Given request: Rewrite the records from the line containing "Task: mark the lanyard" through the end of the records, changing "plastic water bottle" to "glass water bottle" and leaving everything else as it is. Return only those lines.

Data shown:
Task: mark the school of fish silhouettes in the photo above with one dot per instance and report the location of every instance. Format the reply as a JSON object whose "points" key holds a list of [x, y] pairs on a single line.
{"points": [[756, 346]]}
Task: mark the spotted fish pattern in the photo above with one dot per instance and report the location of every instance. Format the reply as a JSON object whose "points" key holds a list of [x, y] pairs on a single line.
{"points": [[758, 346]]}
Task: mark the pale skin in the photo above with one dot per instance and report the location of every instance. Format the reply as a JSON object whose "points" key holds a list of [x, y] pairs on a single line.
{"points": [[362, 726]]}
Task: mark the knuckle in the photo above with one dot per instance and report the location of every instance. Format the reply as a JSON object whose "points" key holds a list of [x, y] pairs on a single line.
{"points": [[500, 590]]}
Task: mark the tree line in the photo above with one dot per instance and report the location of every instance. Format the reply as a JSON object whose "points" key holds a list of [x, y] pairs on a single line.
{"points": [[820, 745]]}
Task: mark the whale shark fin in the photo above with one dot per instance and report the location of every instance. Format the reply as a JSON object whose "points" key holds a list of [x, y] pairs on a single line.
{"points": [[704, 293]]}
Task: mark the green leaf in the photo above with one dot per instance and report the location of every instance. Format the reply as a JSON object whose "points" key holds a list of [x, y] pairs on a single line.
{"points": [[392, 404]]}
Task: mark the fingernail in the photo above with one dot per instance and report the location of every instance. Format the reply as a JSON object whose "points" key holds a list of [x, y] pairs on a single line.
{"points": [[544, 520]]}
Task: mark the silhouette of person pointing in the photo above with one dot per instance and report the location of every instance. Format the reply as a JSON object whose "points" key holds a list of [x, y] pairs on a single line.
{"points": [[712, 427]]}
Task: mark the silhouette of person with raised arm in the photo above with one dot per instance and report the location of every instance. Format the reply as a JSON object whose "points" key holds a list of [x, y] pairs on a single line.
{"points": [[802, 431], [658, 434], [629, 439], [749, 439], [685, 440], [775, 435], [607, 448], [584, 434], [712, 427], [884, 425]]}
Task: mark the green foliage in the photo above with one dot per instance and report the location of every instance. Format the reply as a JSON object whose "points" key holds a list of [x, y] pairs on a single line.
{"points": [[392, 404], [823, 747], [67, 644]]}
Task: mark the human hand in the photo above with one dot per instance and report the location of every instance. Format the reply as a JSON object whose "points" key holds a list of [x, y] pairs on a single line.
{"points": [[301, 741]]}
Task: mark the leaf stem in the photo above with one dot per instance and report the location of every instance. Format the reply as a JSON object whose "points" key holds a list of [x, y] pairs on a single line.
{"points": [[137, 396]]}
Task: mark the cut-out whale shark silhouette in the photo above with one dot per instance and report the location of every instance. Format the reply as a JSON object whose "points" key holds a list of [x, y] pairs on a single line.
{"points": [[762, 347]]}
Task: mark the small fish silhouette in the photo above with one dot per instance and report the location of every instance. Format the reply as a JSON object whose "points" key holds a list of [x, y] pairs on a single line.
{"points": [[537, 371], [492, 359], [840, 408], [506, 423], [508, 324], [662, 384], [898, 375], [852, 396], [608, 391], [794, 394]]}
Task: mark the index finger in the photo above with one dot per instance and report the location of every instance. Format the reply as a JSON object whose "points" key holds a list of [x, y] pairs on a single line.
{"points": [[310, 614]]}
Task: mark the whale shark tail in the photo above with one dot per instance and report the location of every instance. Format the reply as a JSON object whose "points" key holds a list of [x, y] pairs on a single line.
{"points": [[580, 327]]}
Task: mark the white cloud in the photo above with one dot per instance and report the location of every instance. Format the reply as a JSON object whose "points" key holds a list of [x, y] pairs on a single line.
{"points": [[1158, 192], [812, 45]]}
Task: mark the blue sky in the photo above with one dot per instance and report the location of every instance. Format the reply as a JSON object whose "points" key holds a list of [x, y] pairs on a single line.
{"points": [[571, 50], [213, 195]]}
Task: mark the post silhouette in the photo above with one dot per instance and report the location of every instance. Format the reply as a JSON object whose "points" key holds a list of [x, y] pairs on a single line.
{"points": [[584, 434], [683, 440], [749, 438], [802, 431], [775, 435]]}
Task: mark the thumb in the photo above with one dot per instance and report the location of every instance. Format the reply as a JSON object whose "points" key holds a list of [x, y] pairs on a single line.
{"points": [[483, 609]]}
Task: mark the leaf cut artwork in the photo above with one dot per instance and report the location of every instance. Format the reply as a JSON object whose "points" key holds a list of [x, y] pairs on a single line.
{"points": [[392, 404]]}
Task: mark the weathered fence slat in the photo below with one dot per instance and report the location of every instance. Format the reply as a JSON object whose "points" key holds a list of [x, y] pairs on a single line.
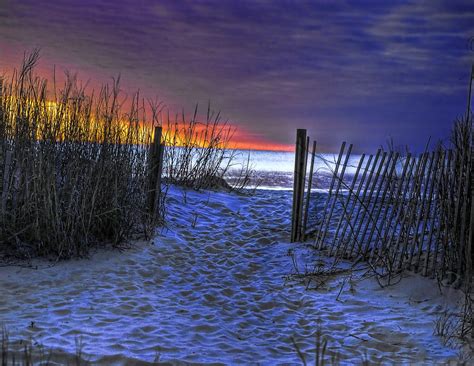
{"points": [[298, 185], [336, 195], [155, 166], [345, 205], [318, 242]]}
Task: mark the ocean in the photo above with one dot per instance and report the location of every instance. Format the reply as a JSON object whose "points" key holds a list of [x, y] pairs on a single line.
{"points": [[273, 170]]}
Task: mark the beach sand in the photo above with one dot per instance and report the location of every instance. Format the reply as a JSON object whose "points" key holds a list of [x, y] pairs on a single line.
{"points": [[213, 288]]}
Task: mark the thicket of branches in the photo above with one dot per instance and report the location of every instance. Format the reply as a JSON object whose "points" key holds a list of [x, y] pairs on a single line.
{"points": [[198, 154], [72, 166]]}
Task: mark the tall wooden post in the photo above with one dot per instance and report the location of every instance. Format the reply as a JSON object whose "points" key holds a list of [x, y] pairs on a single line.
{"points": [[155, 168], [308, 192], [298, 184]]}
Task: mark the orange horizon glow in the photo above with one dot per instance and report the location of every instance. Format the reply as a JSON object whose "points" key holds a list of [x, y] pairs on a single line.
{"points": [[241, 139]]}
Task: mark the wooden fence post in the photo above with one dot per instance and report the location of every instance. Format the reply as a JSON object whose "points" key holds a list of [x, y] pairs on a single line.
{"points": [[298, 184], [155, 168], [308, 192]]}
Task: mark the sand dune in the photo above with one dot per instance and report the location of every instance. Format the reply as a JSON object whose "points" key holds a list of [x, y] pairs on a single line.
{"points": [[212, 288]]}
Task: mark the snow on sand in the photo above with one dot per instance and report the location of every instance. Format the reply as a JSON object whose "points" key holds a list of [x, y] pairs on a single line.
{"points": [[212, 288]]}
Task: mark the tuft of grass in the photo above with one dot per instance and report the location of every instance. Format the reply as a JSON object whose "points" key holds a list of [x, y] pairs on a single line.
{"points": [[73, 166], [198, 154]]}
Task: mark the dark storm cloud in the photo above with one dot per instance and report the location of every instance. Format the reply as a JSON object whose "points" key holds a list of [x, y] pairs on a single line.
{"points": [[340, 69]]}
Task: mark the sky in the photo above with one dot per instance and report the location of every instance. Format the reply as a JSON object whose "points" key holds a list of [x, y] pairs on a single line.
{"points": [[357, 71]]}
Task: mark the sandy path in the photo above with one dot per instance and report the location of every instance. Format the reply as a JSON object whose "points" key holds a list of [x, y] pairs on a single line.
{"points": [[216, 293]]}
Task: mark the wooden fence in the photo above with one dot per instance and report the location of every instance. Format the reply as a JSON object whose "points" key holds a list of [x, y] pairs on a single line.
{"points": [[396, 211]]}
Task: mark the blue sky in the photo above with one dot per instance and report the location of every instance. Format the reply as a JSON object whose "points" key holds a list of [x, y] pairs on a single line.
{"points": [[360, 71]]}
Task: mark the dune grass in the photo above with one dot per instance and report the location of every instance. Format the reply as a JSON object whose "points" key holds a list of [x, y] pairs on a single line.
{"points": [[73, 166]]}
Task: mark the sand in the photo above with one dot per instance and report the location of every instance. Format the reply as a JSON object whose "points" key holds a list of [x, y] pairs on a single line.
{"points": [[213, 288]]}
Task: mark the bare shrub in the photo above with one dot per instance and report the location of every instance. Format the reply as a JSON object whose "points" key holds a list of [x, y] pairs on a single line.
{"points": [[72, 166]]}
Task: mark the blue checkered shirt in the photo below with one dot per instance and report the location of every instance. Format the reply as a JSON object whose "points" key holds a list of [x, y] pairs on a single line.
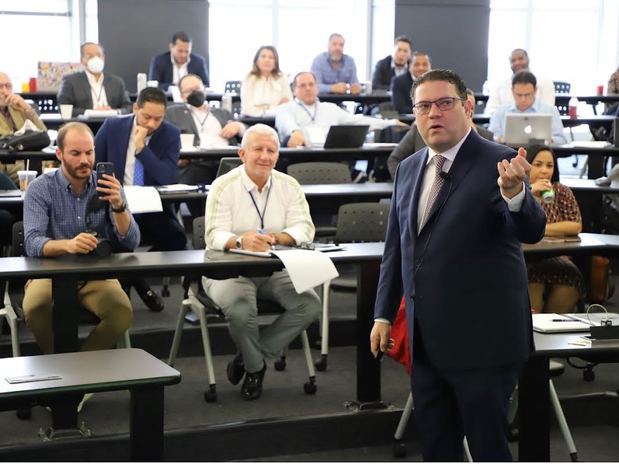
{"points": [[52, 211]]}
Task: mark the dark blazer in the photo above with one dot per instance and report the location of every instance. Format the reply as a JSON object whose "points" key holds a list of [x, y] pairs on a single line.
{"points": [[401, 93], [160, 69], [75, 90], [159, 157], [463, 275]]}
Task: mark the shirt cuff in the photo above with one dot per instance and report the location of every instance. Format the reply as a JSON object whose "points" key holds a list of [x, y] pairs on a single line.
{"points": [[515, 204]]}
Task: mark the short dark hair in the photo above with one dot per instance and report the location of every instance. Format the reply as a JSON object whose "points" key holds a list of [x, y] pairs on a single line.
{"points": [[533, 151], [403, 38], [446, 75], [182, 36], [524, 77], [152, 95], [64, 130]]}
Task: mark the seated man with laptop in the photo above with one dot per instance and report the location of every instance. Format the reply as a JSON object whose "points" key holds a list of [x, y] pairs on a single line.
{"points": [[526, 120], [306, 120]]}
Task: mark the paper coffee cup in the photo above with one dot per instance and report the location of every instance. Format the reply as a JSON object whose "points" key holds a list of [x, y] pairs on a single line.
{"points": [[66, 111], [25, 177], [187, 141]]}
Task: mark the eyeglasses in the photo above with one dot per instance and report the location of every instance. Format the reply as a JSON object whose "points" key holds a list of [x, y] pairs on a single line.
{"points": [[443, 104]]}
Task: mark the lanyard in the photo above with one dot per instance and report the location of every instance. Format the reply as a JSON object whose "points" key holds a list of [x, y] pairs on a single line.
{"points": [[313, 118], [261, 215]]}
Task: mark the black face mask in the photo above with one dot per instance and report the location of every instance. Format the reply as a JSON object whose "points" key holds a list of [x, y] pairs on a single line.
{"points": [[196, 98]]}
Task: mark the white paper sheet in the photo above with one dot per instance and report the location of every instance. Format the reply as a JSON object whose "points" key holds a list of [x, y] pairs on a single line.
{"points": [[143, 199], [307, 269]]}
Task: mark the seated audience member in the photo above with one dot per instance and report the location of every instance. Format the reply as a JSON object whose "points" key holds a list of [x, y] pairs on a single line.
{"points": [[212, 128], [92, 88], [402, 85], [62, 215], [169, 67], [412, 142], [145, 150], [14, 112], [392, 65], [297, 120], [266, 86], [252, 208], [502, 94], [335, 71], [524, 86], [555, 284]]}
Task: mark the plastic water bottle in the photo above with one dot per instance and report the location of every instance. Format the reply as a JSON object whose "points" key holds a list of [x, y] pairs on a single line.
{"points": [[548, 196], [141, 82]]}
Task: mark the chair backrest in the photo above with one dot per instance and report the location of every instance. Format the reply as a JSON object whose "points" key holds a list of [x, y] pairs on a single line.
{"points": [[197, 237], [232, 87], [362, 222], [320, 173], [227, 164], [562, 87]]}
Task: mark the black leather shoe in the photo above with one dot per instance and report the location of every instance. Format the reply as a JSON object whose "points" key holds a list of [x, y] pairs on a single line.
{"points": [[236, 369], [150, 299], [252, 385]]}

Worked answer:
Task: mark the lanyard in the photo above with one dot per instance and report the location of every instance. Format the reply as a JSON object whose "points" key holds a list of [x, y] pairs on a single line.
{"points": [[313, 118], [261, 215]]}
Task: mark the black face mask in the photo above with one dot per instance and report the location of every instance. Format the reply as a JSON object whose "points" key holds a list of [x, y] pairs on a single line.
{"points": [[196, 98]]}
Task: mark the white paper sheet in the photo above with one dot per instance and report the location of every instance. Format the reply as a JSON object whose "points" key holds a list of [x, y] pairs on a single line.
{"points": [[143, 199], [307, 269]]}
Task: mark the seated audience member in the photo above with one dot per instance and report the location of every instance. Format the reply as a JSON object whose "points" key holds a list of [x, y] pairs on a single line.
{"points": [[212, 128], [92, 88], [402, 85], [62, 215], [169, 67], [412, 142], [145, 150], [14, 112], [392, 65], [297, 120], [266, 86], [252, 208], [502, 94], [335, 71], [524, 86], [555, 284]]}
Task: mark the glass water bottle in the photo above with one dot per instance and report the location of every instance. Format the reply as a JSON object whose "points" key holds a list of [x, y] pairs on a single line.
{"points": [[548, 196], [141, 82]]}
Task: mark the chair backrest in the photo above with one dot per instance and report the location of every instance. Format the reply as a JSON object whose "points" key holds a list of [x, y] pairs on a single line.
{"points": [[197, 237], [232, 87], [362, 222], [320, 173], [227, 164], [562, 87]]}
Task: mark the black leather shoe in the photo above with one dot per instance and report the location of every instance. Format the reply as a JSON object whose "points" key holds a list of [x, y] pairs on a single line.
{"points": [[236, 369], [150, 299], [252, 385]]}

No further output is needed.